The answer should contain every record below, output exactly.

** Opening Data records block **

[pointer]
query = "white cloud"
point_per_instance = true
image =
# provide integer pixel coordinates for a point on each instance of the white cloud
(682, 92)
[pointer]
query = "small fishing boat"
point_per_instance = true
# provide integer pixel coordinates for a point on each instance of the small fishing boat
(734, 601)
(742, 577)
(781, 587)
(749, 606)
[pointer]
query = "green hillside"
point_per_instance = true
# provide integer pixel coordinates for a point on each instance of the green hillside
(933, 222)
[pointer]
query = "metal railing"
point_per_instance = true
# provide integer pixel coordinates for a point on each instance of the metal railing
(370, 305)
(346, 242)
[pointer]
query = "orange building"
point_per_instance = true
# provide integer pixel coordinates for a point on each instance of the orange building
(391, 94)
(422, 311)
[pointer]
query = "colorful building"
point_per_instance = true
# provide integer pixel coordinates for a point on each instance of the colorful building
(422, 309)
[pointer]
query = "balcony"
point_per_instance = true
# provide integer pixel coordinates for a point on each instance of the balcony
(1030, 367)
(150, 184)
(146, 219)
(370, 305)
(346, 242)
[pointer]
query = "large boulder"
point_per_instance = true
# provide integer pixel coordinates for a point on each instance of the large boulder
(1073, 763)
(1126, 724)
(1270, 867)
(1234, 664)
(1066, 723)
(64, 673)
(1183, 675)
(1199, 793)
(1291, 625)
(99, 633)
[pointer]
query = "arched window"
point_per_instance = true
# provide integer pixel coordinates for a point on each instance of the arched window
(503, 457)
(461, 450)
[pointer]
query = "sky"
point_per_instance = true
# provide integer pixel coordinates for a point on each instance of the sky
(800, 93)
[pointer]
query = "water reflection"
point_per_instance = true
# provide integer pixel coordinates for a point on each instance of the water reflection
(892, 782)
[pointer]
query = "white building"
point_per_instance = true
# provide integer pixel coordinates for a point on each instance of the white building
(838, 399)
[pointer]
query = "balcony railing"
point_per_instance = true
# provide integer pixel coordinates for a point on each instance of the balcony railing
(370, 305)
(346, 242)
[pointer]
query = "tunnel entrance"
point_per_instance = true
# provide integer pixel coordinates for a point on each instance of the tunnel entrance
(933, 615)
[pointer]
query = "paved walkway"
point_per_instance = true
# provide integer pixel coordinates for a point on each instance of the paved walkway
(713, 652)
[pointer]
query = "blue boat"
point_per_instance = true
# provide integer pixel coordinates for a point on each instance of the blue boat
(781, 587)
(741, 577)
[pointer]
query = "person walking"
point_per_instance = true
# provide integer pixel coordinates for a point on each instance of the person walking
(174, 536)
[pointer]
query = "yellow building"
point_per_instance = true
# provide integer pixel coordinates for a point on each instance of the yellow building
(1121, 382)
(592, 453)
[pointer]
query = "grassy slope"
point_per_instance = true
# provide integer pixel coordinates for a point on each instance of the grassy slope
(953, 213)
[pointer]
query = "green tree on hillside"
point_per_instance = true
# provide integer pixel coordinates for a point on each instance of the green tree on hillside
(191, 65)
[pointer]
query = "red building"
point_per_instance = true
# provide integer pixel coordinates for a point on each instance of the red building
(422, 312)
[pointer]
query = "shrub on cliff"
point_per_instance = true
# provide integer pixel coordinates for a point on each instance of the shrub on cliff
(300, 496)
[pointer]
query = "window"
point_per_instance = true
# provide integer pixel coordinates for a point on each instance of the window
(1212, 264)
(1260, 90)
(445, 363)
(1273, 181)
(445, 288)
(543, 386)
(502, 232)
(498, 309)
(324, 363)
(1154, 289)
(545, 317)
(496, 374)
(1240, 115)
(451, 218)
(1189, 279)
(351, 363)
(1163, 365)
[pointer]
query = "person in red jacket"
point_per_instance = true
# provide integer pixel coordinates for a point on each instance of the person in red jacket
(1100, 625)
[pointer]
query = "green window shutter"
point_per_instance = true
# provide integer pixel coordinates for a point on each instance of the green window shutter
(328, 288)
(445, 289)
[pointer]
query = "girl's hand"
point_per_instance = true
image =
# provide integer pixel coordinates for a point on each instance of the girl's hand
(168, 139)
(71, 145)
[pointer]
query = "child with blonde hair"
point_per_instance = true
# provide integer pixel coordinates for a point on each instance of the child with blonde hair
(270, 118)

** Closing Data records block **

### Your response
[pointer]
query = "white cloud"
point_per_instance = true
image =
# provide integer pixel coordinates for a point on each instance of the white cloud
(682, 92)
[pointer]
query = "small fishing boat"
point_per_instance = true
# provide integer pixel coordinates for a point on each instance of the small fishing boat
(734, 601)
(742, 577)
(781, 587)
(749, 606)
[pointer]
query = "green hillside"
point_per_instance = true
# provide integer pixel coordinates for a point on each instance of the green hillside
(933, 222)
[pointer]
query = "metal railing"
point_per_instance = true
# provide integer pixel coordinates for a point on each instance of the metal railing
(370, 305)
(346, 242)
[pointer]
query = "orange building"
point_per_instance = true
# provide integer pixel coordinates for a point on each instance of the orange building
(391, 94)
(422, 311)
[pointer]
query = "colorful building"
point_per_instance = true
# provide integer pixel coordinates for a point on each instance of the colorful building
(422, 309)
[pointer]
query = "balcony"
point_per_instance = true
# provide integer pixel coordinates for a point on each instance of the balcony
(1030, 367)
(150, 184)
(146, 219)
(370, 305)
(346, 242)
[pointer]
query = "large boulder"
point_per_instance = true
# provide integer pixel coordinates for a point on each instance of the large boulder
(1073, 763)
(1126, 724)
(1270, 867)
(1234, 664)
(1066, 723)
(64, 673)
(1183, 675)
(1199, 793)
(1291, 625)
(99, 633)
[pointer]
query = "arched window"
point_per_instance = true
# provide integer pixel coordinates for a point on each instance of the arched window
(503, 457)
(461, 450)
[pointer]
query = "sky"
point_per_instance = true
# provide integer pixel coordinates for a point on each instance of the sky
(800, 93)
[pointer]
query = "water reflection"
point_per_instance = true
# provide integer pixel coordinates for a point on each instance of the water reflection
(892, 782)
[pointer]
query = "white building"
point_per_instance = true
# provide integer pixel coordinates for a point on each instance of the white building
(838, 399)
[pointer]
query = "balcony railing"
point_per_instance = true
# provide integer pixel coordinates for a point on each instance of the balcony railing
(370, 305)
(346, 242)
[pointer]
query = "tunnel entrance"
point_per_instance = true
# provide integer pixel coordinates for a point on each instance of the tunnel entrance
(933, 615)
[pointer]
query = "paved walkway"
point_per_instance = true
# provide integer pixel coordinates for a point on each instance of the paved walkway
(713, 652)
[pointer]
query = "blue boat"
point_per_instance = true
# provide integer pixel coordinates for a point on each instance of the blue boat
(781, 587)
(741, 577)
[pointer]
query = "person walking"
point_per_instance = true
# provide integer pixel coordinates for a point on each instance of the person walking
(174, 536)
[pointer]
query = "yellow building"
point_per_instance = true
# provide integer pixel coordinates for a point on each instance of the yellow building
(1121, 382)
(592, 453)
[pointer]
query = "grassy slope"
point_per_instance = true
# provide integer pixel coordinates for a point on each instance of the grassy slope
(953, 213)
[pointer]
query = "green tree on hillside"
point_per_instance = true
# provide integer pixel coordinates for a point on each instance of the green tree on hillside
(191, 65)
[pointer]
query = "red building"
point_per_instance = true
# provide integer pixel coordinates for a point on each instance of the red building
(422, 312)
[pointer]
query = "shrub on cliff"
point_per_instance = true
# provide integer pixel coordinates for a point on each instance of the shrub on cliff
(300, 496)
[pointer]
query = "window"
point_per_instance = true
# provide integer pixel coordinates for a point on each instance of the window
(1212, 264)
(1260, 90)
(445, 363)
(1273, 181)
(445, 288)
(543, 386)
(502, 232)
(498, 309)
(324, 363)
(1154, 289)
(545, 317)
(496, 374)
(1240, 115)
(451, 218)
(1189, 279)
(351, 363)
(1163, 365)
[pointer]
query = "person in red jacket"
point_per_instance = true
# provide integer pixel coordinates for a point on each instance of the person in red jacket
(1100, 625)
[pointer]
query = "green window shutter"
point_per_instance = true
# provide integer pixel coordinates for a point on each instance of the green window shutter
(328, 288)
(445, 289)
[pointer]
query = "girl's hand"
point_per_instance = true
image =
# provide integer pixel coordinates for a point on each instance of the girl's hand
(168, 139)
(71, 145)
[pointer]
query = "child with blonde hair"
point_per_instance = true
# provide integer pixel coordinates for a point on each instance of the child with blonde hair
(270, 118)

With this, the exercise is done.